** Material provided **
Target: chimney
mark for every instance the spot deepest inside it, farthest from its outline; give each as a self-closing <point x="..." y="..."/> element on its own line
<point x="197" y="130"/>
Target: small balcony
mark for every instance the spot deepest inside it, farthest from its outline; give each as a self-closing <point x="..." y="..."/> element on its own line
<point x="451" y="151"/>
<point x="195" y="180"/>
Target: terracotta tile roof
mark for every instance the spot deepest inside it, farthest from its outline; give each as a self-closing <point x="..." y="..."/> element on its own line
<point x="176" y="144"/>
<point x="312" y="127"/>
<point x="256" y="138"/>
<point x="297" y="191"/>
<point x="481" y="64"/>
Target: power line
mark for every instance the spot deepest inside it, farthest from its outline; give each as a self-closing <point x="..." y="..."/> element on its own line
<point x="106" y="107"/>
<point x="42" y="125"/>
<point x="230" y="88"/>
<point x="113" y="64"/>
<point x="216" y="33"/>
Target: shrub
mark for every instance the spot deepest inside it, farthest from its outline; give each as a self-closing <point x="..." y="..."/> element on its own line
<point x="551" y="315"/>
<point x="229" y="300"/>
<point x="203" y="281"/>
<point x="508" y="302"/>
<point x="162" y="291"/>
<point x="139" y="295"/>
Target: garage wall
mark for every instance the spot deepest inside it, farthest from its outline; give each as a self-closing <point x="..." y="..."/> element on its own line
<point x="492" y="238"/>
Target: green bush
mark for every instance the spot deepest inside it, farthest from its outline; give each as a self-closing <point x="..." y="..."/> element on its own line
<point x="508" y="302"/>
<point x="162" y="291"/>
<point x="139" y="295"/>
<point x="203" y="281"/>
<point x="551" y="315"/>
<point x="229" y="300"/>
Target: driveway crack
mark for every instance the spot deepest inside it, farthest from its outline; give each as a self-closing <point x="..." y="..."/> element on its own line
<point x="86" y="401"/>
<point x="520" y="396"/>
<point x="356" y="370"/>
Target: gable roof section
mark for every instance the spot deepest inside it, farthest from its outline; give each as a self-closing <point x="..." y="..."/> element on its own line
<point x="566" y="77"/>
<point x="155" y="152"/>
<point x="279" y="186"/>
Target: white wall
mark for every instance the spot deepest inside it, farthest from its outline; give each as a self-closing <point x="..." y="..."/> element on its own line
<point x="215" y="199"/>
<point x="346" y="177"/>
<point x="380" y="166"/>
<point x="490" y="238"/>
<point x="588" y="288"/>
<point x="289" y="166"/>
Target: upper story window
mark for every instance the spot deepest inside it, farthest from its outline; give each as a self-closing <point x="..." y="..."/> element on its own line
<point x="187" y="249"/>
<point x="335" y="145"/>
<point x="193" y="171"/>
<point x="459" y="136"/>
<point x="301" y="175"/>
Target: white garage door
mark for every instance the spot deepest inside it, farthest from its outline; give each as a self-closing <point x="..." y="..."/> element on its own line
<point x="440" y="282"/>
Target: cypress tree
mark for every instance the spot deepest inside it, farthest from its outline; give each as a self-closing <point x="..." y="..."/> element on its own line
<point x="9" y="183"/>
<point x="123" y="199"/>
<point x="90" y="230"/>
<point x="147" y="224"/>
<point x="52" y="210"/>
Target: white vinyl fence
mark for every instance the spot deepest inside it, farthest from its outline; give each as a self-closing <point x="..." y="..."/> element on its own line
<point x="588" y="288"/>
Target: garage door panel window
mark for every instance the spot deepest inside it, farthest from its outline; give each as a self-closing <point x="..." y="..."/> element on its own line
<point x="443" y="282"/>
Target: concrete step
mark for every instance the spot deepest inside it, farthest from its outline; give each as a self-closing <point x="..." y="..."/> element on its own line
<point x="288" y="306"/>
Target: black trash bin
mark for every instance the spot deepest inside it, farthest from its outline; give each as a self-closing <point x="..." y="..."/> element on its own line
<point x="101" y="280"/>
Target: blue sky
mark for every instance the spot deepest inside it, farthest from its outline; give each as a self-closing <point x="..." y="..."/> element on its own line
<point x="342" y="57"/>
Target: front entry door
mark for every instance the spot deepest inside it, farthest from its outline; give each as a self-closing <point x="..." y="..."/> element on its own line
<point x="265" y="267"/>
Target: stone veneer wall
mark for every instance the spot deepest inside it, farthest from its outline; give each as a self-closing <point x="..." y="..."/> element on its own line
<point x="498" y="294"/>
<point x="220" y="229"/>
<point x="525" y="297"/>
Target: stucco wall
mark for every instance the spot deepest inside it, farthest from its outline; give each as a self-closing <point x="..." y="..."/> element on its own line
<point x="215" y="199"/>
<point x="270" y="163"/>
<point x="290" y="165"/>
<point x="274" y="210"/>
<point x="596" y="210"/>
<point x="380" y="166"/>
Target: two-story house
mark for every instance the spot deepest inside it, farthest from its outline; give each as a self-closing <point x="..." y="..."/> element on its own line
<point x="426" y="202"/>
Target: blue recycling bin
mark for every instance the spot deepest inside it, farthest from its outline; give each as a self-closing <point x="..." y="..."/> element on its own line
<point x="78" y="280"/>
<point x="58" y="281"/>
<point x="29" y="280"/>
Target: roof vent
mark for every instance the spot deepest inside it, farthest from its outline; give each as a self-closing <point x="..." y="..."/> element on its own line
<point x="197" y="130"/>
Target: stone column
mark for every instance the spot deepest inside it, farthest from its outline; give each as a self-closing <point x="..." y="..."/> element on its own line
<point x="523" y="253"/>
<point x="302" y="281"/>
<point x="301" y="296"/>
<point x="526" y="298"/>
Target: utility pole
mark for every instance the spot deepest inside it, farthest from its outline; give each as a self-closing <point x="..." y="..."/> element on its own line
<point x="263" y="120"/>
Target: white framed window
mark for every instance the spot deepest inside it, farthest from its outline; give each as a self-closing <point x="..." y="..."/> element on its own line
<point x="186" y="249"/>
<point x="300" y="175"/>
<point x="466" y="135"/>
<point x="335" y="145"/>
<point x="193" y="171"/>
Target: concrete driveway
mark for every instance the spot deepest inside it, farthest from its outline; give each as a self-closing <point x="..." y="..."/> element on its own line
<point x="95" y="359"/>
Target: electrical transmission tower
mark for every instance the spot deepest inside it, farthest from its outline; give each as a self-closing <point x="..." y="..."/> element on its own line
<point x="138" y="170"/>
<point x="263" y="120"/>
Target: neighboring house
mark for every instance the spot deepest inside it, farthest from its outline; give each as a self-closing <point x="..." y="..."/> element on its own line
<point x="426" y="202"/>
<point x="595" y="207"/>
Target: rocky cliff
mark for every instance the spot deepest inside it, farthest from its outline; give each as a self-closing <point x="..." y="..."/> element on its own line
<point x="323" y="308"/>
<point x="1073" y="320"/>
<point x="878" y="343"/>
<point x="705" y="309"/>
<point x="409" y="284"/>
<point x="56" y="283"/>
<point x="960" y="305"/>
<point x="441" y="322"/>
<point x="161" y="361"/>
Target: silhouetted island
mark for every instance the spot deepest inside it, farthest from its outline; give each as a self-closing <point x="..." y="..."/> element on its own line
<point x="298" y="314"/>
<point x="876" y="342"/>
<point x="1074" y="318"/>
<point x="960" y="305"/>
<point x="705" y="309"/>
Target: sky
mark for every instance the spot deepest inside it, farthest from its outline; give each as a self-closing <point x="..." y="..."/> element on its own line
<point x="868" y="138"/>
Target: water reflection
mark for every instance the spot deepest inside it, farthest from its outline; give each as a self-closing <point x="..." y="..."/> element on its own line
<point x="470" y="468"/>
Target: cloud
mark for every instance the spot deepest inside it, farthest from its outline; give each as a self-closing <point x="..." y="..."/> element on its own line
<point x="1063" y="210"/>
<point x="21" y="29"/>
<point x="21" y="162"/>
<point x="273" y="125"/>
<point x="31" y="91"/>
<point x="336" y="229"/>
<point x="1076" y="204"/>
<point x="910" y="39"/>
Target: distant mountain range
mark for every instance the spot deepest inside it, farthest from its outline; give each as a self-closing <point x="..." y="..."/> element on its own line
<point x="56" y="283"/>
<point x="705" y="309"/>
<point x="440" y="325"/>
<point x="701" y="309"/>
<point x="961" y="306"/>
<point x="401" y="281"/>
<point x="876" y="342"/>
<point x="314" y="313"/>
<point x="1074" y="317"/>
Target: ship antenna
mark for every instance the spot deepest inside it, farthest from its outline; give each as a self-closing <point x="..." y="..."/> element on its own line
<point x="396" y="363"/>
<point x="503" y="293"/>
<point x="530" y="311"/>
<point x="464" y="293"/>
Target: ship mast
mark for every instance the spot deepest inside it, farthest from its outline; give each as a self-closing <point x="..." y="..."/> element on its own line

** Task to carry out **
Copy every line of the material above in which the string "ship" can be found.

** Response to this task **
Target: ship antenna
Target: ship mast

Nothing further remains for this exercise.